Copy the following records word for word, omitting the pictures from your output.

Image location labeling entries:
>> begin

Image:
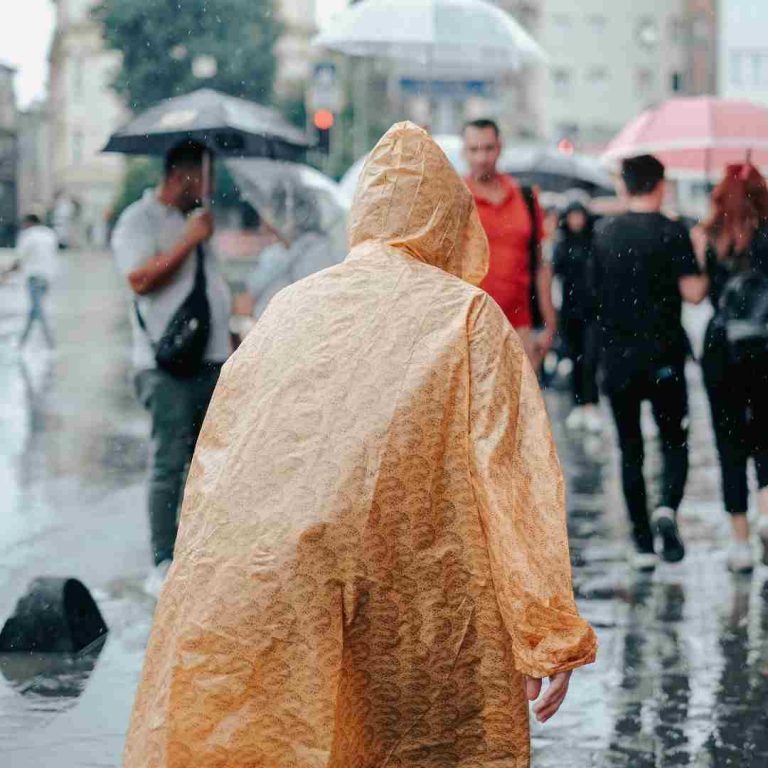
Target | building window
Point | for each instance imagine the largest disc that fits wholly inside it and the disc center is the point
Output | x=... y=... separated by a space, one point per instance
x=77 y=148
x=677 y=30
x=644 y=81
x=597 y=23
x=562 y=81
x=77 y=78
x=749 y=68
x=647 y=33
x=598 y=78
x=562 y=23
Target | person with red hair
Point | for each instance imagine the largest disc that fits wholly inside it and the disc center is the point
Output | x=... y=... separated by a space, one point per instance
x=732 y=245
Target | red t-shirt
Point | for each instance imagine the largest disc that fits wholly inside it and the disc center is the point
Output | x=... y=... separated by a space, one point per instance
x=508 y=227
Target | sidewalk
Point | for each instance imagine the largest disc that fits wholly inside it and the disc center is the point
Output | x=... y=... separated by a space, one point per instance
x=682 y=673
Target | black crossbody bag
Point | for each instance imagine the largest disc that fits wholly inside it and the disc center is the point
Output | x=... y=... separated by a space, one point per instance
x=181 y=348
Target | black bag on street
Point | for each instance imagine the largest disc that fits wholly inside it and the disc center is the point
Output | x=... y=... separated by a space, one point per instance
x=181 y=348
x=743 y=315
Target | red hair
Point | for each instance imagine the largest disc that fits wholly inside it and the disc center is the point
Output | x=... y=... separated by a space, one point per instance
x=739 y=207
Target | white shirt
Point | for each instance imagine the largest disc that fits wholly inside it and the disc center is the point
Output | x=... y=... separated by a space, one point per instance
x=38 y=249
x=149 y=227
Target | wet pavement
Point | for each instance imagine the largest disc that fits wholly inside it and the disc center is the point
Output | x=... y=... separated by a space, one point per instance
x=682 y=675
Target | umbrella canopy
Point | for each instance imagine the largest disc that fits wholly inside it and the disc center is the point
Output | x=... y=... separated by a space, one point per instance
x=543 y=166
x=555 y=170
x=225 y=124
x=294 y=199
x=696 y=136
x=469 y=36
x=450 y=144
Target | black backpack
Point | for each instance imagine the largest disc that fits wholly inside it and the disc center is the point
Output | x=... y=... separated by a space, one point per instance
x=743 y=314
x=181 y=348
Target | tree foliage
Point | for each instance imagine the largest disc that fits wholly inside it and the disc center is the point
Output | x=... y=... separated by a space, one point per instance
x=160 y=39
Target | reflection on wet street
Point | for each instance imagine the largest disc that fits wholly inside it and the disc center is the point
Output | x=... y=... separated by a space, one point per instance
x=682 y=674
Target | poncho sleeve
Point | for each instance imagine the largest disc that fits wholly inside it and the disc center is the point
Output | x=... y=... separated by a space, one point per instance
x=519 y=490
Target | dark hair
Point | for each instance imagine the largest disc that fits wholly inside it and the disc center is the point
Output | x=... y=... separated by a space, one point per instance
x=642 y=174
x=188 y=154
x=483 y=124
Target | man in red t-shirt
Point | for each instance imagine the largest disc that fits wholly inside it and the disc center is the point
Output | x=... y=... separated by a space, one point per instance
x=512 y=277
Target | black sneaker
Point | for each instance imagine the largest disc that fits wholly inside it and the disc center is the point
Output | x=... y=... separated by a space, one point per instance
x=665 y=525
x=643 y=561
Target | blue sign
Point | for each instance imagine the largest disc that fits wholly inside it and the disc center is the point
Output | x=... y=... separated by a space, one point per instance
x=447 y=89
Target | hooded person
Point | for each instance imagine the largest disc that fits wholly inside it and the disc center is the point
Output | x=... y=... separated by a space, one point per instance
x=372 y=567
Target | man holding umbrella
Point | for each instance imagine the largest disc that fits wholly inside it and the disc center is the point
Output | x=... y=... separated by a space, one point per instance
x=180 y=297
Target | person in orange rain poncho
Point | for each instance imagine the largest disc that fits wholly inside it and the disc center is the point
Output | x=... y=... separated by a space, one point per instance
x=372 y=568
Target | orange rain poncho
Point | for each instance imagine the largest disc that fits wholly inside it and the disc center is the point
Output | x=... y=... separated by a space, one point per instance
x=373 y=546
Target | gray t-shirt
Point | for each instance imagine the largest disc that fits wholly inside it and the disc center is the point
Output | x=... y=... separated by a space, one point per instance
x=145 y=229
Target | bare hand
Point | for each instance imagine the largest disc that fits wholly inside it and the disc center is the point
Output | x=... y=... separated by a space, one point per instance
x=199 y=227
x=553 y=697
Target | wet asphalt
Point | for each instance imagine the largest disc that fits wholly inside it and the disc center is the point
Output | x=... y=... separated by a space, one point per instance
x=682 y=673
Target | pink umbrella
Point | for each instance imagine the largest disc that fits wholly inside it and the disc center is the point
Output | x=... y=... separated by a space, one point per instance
x=696 y=136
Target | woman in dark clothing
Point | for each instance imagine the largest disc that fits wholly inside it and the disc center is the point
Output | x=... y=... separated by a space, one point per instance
x=571 y=263
x=733 y=247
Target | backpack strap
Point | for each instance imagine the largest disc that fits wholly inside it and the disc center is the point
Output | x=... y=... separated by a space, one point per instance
x=529 y=196
x=199 y=284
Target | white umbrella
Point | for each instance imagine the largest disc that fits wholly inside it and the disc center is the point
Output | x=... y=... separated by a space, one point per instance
x=467 y=36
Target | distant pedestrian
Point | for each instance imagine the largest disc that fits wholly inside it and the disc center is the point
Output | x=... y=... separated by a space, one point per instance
x=179 y=292
x=732 y=245
x=572 y=263
x=37 y=248
x=518 y=278
x=644 y=267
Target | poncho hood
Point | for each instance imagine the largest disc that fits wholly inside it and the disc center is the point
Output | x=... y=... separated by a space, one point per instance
x=435 y=222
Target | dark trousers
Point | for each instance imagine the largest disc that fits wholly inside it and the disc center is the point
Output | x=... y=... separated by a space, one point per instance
x=177 y=407
x=580 y=337
x=668 y=395
x=738 y=400
x=37 y=288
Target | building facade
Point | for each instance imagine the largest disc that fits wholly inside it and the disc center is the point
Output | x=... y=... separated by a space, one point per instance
x=295 y=55
x=35 y=180
x=610 y=61
x=743 y=50
x=83 y=111
x=8 y=157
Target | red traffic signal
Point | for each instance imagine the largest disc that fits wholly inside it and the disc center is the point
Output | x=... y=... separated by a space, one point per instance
x=323 y=119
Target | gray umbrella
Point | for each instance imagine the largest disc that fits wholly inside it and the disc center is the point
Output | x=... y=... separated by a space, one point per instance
x=225 y=124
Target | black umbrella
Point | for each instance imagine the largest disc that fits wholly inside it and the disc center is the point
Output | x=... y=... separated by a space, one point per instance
x=554 y=170
x=225 y=124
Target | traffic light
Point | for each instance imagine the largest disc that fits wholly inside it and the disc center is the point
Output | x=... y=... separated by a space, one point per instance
x=323 y=120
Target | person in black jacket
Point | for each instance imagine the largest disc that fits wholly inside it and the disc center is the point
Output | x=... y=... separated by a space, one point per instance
x=732 y=246
x=644 y=268
x=572 y=264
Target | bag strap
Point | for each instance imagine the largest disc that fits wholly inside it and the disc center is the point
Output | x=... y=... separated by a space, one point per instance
x=529 y=196
x=200 y=268
x=200 y=284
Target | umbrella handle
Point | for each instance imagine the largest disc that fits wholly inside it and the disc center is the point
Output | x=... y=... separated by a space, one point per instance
x=207 y=163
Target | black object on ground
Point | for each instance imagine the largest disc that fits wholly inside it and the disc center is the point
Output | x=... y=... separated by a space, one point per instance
x=55 y=615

>> end

EXERCISE OUTPUT:
Image:
Target | building window
Point | for each instance imagine the largest disc that fits wholly inside it and the disc center is the point
Output | x=... y=... separated by a space, one point per instance
x=77 y=148
x=677 y=30
x=644 y=81
x=597 y=23
x=562 y=81
x=77 y=78
x=749 y=68
x=647 y=33
x=598 y=78
x=562 y=23
Target | person with red hair
Point | for each instance imagine the largest disc that fits wholly inside it and the disc center is the point
Output | x=... y=... separated by a space, one point per instance
x=732 y=245
Target | red t-shirt
Point | for each instance imagine the largest disc that fits wholly inside it and the disc center is the point
Output | x=... y=... separated by a space, one point per instance
x=508 y=227
Target | sidewalk
Point | for each instance imagine the largest disc that fits wholly inside it and the disc center is the point
Output | x=... y=... separated by a space, one point per instance
x=682 y=673
Target | black crossbody bag
Point | for each instance imagine the largest disc that fits wholly inside it and the disc center is the point
Output | x=... y=... separated by a space, one point per instance
x=181 y=348
Target | black bag on street
Point | for each instance imagine the largest disc that fits wholly inside it and the disc center is the point
Output | x=... y=... separated by a space, one point per instance
x=181 y=348
x=743 y=315
Target | red hair
Point | for each instance imagine the largest disc that fits wholly inside it and the disc center is the point
Output | x=... y=... separated by a space, one point per instance
x=739 y=207
Target | white shirt
Point | for each instance imagine the largest disc that fits wholly inside it and the disc center is the point
Output | x=... y=... separated by a space, one point per instance
x=38 y=249
x=149 y=227
Target | wet pavement
Point | for each instance imagine the largest disc that fits wholly inside it and the disc center is the point
Output | x=... y=... separated by a space, one point per instance
x=682 y=675
Target | umbrella canopy
Point | for each instance imagine the largest disc that fits wholly inside it and the disc center is the point
Output | x=... y=... separated by a space, one point per instance
x=543 y=166
x=555 y=170
x=225 y=124
x=294 y=199
x=696 y=136
x=469 y=36
x=450 y=144
Target | black backpack
Point | for each instance imagine the largest disc that fits wholly inside it and the disc center is the point
Output | x=... y=... separated by a space, one point per instance
x=743 y=314
x=181 y=348
Target | tree foliage
Point | for each instance imagine the largest disc that fits wholly inside it and the disc center is the point
Output | x=... y=... separated by a space, one point per instance
x=160 y=39
Target | reflection on wet street
Point | for each instance imagine the largest disc that fits wholly inside it and the disc center is the point
Output | x=... y=... separated by a space, one point per instance
x=682 y=674
Target | poncho sleeve
Point | for each instance imagine the largest disc that fits wholly inside it and the disc center is the point
Output | x=... y=... separated by a space, one point per instance
x=519 y=490
Target | dark hair
Point | for each instance imagine the largest disc that fits wholly inside it and the disc center is the point
Output | x=... y=... separated by a space, one point per instance
x=642 y=174
x=188 y=154
x=483 y=124
Target | man in red t-shirt
Point | for each instance imagine the largest disc that fits wholly inside it and the disc center is the point
Output | x=... y=... separated by a space, one point per instance
x=512 y=277
Target | black sneaker
Point | for each instance imagine the largest disc that fits wholly inside it and the disc center is the point
Output | x=... y=... separated by a space, one point per instance
x=665 y=525
x=643 y=561
Target | blue sign
Point | for each instance imagine the largest disc that fits wholly inside it and the disc center is the point
Output | x=... y=... separated by a space, one point per instance
x=447 y=89
Target | hooded person
Point | for each instance imagine the largest disc that fits wholly inside it and the disc center is the point
Output | x=... y=... separated by a space, one point per instance
x=372 y=567
Target | man holding umbrella
Point | for each instance imagine the largest disc that fits wholly inside it and the disc center is the point
Output | x=... y=... separated by a space, one point per instance
x=180 y=297
Target | person in orange rain poncho
Point | for each instance imagine the largest disc that fits wholly inside it and the disc center is the point
Output | x=... y=... separated by a space, one point per instance
x=372 y=568
Target | orange rain poncho
Point | for each instance imagine the largest disc that fits wholly inside it and the disc center is the point
Output | x=... y=... separated by a space, one point per instance
x=373 y=546
Target | gray t-shirt
Point | for each instance imagine the largest disc that fits wholly inside it and the disc center is the point
Output | x=... y=... separated by a space, one point per instance
x=145 y=229
Target | bare hand
Point | for each instance imagine the largest disc that fits wholly inside it and the disc center is the point
Output | x=... y=... separated by a space, one point per instance
x=199 y=227
x=553 y=697
Target | wet asphalt
Point | for each instance imagine the largest disc that fits wholly inside it and the disc center is the point
Output | x=... y=... separated by a space, one point per instance
x=682 y=673
Target | pink umbrella
Point | for each instance imagine the largest disc that fits wholly inside it and the disc center is the point
Output | x=... y=... separated by a space, one point per instance
x=696 y=136
Target | woman in dark clothing
Point | for each instance imagine the largest disc that fits wholly inside it and the disc center is the point
Output | x=... y=... separated by a space, one point per instance
x=571 y=263
x=733 y=247
Target | backpack strap
Point | for each instance imagine the largest disc that fits wholly inside it and the disc center is the point
Output | x=... y=... separated by a space, one point per instance
x=529 y=196
x=199 y=284
Target | white umbrella
Point | for each instance imagine the largest disc that fits wholly inside it and the disc center is the point
Output | x=... y=... separated by a space, one point per instance
x=467 y=36
Target | distant pedestrian
Point | for each instance imagine the largest disc that fits wholly inside it and the disc center is the point
Output | x=... y=... separated by a space, one point per instance
x=179 y=292
x=732 y=245
x=572 y=263
x=37 y=248
x=518 y=278
x=644 y=267
Target | poncho hood
Point | for each instance imagine the largest disc that fits wholly inside it and the disc center is the point
Output | x=... y=... separated by a space, one point per instance
x=435 y=222
Target | dark trousers
Point | for each instance imagine the largest disc that fits wholly inside it and the disc center is the point
Output | x=... y=... separated by a space, one point per instance
x=177 y=407
x=580 y=337
x=668 y=395
x=738 y=400
x=37 y=288
Target | building facade
Point | for each instance imagine the largest disc that fits wholly inside it and the disc center is the point
Output | x=... y=... separated by a space, one point per instance
x=295 y=55
x=35 y=180
x=610 y=61
x=743 y=50
x=83 y=111
x=8 y=157
Target | red traffic signal
Point | for each instance imagine the largest disc that fits wholly inside it and the disc center is the point
Output | x=... y=... separated by a space, one point per instance
x=323 y=119
Target | gray umbrella
Point | for each instance imagine the largest disc that fits wholly inside it and the disc center is the point
Output | x=... y=... separated by a space, one point per instance
x=225 y=124
Target | black umbrella
Point | for each instance imagine the largest disc that fits wholly inside it and the disc center is the point
Output | x=... y=... separated by a space, one point per instance
x=554 y=170
x=225 y=124
Target | traffic light
Point | for each instance imagine the largest disc that fits wholly inside it and the disc center is the point
Output | x=... y=... separated by a space, one point per instance
x=323 y=120
Target | person in black jacket
Point | for each instance imagine the largest disc that fits wholly inside it and the disc center is the point
Output | x=... y=... separated by a space, one point per instance
x=732 y=246
x=644 y=268
x=572 y=264
Target | bag strap
Point | for each instance imagine the largest disc that fits wholly inside it and the disc center is the point
Output | x=... y=... separated by a space, one point per instance
x=529 y=196
x=200 y=268
x=200 y=284
Target | umbrella handle
Point | for each instance imagine the largest disc that fits wholly inside it and the disc center is the point
Output | x=... y=... separated by a space, one point per instance
x=207 y=163
Target | black object on ground
Point | for each instance imagine the largest disc that fits wholly inside it and the disc center is the point
Output | x=... y=... separated by a space, one point per instance
x=55 y=615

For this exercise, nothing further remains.